Written instruction A:
Check the forum post about BPI-R2 slow ethernet speed below against three statements, and for each one, answer yes or no and quote the words of the post that decide it: (i) the problem shows up on the 5.4.70 kernel; (ii) traffic between bridged ports reached 30MBps; (iii) the vlans were kept in the configuration.

Extract to read:
- - - - - - -

BPI-R2 slow ethernet speed

marcin · October 13, 2020, 9:11am

Hi

I notice the same problem on 5.4.70 kernel. My configuration is:

provider speed - 1GbpsDL/300MbpsUL . Performance tested from laptop connected to provider’s box
lan ports bridged to br0, connected to internal gb network
R2 works on SSD disk. only MASQUERADE is used, All vlans removed from configuration
a simple. old linksys connected to provider’s box and internal network to verify connection

My tests shows:

download from internet to r2 using wan IP - 30MBps (wget over https)
download from internet to r2 using lan IP - 30MBps
download from internal net to r2 using lan IP - 30MBps (wget over http)
traffic between bridged ports 112MBps
speedtest from internal network using R2 - depends on restart, up to 100MbpsDL 200Mbps UL, sometimes 14MbpsDL /14 MbpsUL.
tcp download from the same https as test 1 and 2 to the internal serwer - 200kbps !!!

- - - - - - -

Provided records:
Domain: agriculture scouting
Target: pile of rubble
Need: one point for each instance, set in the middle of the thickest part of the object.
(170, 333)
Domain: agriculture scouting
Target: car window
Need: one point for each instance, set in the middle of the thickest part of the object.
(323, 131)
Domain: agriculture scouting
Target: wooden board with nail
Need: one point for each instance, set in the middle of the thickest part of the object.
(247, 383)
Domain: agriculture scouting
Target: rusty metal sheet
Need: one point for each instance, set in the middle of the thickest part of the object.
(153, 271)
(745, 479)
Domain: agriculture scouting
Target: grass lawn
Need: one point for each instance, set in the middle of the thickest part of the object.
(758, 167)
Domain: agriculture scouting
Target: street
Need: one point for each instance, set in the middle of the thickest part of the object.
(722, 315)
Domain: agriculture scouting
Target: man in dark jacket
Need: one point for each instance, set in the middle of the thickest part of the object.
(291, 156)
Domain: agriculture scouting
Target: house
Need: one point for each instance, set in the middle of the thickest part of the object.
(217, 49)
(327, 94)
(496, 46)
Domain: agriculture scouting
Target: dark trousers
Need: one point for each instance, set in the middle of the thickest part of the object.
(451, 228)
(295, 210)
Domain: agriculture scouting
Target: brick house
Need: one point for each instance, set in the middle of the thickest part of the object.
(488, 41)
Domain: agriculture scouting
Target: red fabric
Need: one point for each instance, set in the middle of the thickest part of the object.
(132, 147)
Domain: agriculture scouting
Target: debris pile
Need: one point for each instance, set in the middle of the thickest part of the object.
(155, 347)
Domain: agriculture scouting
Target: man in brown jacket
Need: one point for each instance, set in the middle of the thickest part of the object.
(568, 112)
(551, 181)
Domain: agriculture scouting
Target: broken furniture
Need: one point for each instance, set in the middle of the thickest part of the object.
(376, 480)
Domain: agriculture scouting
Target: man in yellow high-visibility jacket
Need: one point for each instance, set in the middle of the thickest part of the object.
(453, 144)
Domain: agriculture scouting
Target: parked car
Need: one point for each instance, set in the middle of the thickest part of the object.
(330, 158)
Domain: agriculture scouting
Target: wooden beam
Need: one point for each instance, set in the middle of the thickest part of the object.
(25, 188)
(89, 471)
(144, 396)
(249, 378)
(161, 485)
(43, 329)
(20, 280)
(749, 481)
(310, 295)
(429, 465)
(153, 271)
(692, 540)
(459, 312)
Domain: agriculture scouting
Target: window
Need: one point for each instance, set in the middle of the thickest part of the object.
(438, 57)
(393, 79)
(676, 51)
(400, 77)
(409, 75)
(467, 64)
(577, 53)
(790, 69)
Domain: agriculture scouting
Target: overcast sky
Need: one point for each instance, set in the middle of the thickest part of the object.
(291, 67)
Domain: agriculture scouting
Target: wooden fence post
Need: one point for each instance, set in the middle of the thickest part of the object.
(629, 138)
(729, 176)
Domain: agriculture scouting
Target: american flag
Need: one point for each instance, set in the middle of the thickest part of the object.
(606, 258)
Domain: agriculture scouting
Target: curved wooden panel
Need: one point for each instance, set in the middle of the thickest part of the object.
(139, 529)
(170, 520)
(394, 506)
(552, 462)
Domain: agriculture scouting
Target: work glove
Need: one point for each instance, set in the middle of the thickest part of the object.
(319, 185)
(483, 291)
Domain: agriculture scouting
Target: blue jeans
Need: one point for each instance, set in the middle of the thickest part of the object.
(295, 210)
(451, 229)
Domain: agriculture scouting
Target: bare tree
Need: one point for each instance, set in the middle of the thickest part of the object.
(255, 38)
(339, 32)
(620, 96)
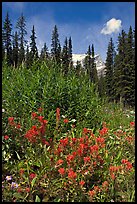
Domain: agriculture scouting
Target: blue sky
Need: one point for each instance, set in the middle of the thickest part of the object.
(86, 22)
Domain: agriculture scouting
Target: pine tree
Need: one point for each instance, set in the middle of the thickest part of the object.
(15, 49)
(21, 26)
(78, 68)
(101, 86)
(44, 52)
(55, 45)
(65, 57)
(7, 28)
(124, 68)
(109, 70)
(34, 50)
(93, 70)
(130, 69)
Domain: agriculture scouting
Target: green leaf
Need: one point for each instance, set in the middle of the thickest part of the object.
(33, 182)
(37, 199)
(17, 155)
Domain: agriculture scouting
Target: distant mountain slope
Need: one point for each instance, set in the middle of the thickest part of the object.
(100, 65)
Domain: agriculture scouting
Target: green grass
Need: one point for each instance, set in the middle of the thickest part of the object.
(43, 85)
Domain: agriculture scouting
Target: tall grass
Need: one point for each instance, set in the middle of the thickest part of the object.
(106, 126)
(24, 90)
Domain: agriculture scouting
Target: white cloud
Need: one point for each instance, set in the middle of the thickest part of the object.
(15, 6)
(112, 26)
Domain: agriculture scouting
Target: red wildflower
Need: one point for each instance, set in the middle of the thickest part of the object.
(59, 162)
(105, 185)
(45, 122)
(64, 142)
(10, 119)
(57, 114)
(32, 175)
(95, 163)
(85, 131)
(74, 140)
(40, 110)
(66, 120)
(132, 124)
(103, 131)
(19, 190)
(86, 159)
(92, 193)
(33, 115)
(100, 140)
(82, 183)
(27, 190)
(124, 161)
(81, 140)
(80, 151)
(74, 153)
(127, 163)
(81, 145)
(18, 126)
(42, 130)
(31, 134)
(70, 158)
(45, 142)
(129, 166)
(114, 168)
(71, 174)
(113, 176)
(40, 118)
(94, 149)
(61, 171)
(96, 188)
(58, 151)
(6, 137)
(21, 171)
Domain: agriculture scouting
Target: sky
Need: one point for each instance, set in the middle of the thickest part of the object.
(86, 22)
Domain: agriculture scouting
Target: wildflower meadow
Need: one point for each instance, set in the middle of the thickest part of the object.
(61, 143)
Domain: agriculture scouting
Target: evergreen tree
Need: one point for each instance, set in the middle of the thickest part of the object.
(125, 69)
(119, 67)
(78, 68)
(65, 57)
(34, 50)
(21, 26)
(44, 52)
(7, 28)
(93, 70)
(109, 70)
(101, 86)
(130, 69)
(55, 45)
(15, 49)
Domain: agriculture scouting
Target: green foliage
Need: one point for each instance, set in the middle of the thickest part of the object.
(45, 85)
(68, 168)
(34, 50)
(21, 26)
(6, 34)
(55, 45)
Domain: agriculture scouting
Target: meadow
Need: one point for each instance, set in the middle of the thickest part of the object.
(61, 141)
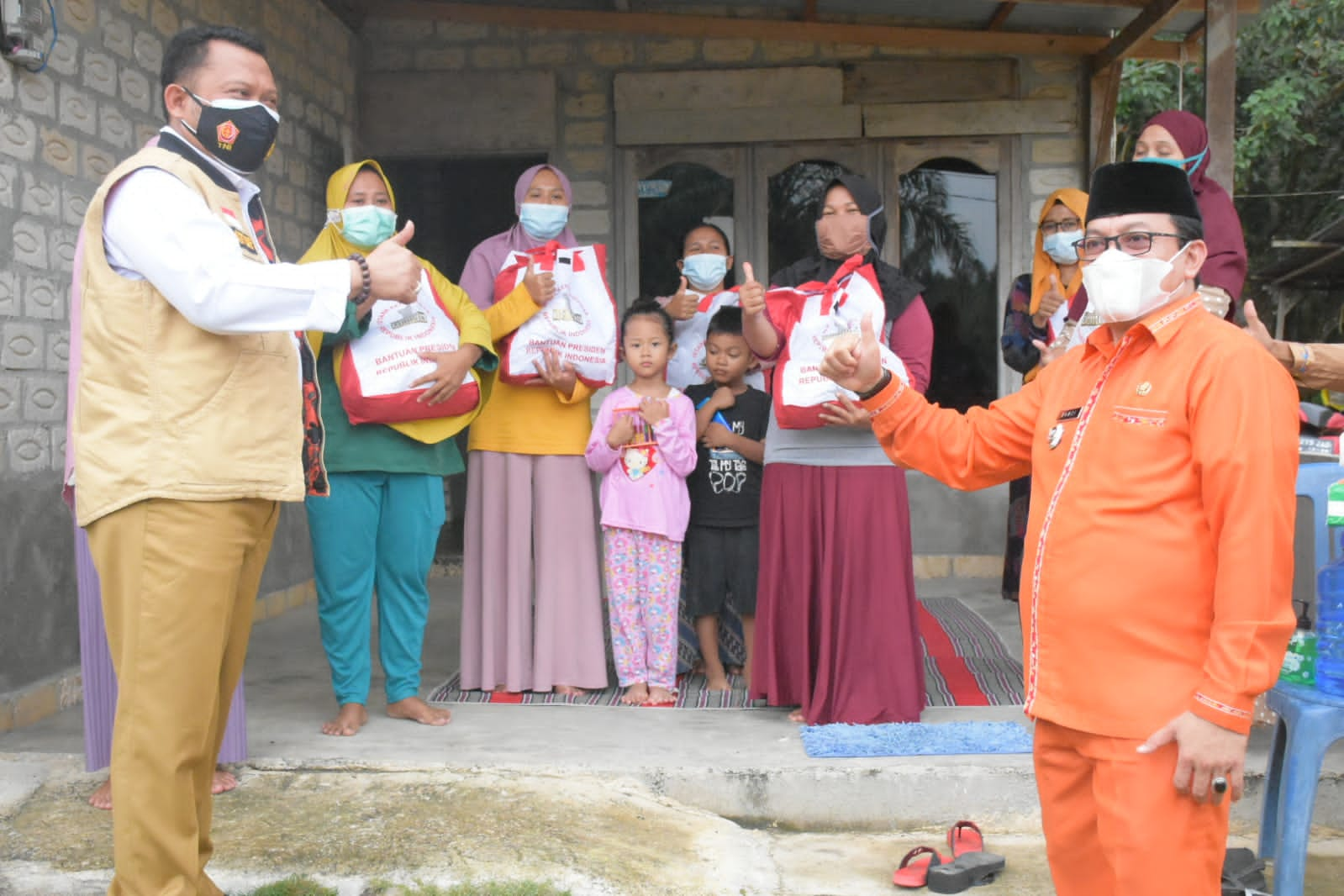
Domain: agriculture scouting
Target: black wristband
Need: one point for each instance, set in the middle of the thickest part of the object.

- - - - - - -

Written instruction B:
Tally the lines in the listing above that contain the string "wooden", and give only the number.

Task response A:
(i) Yes: "I notice the same problem on 5.4.70 kernel."
(ii) No: "traffic between bridged ports 112MBps"
(iii) No: "All vlans removed from configuration"</t1>

Task response B:
4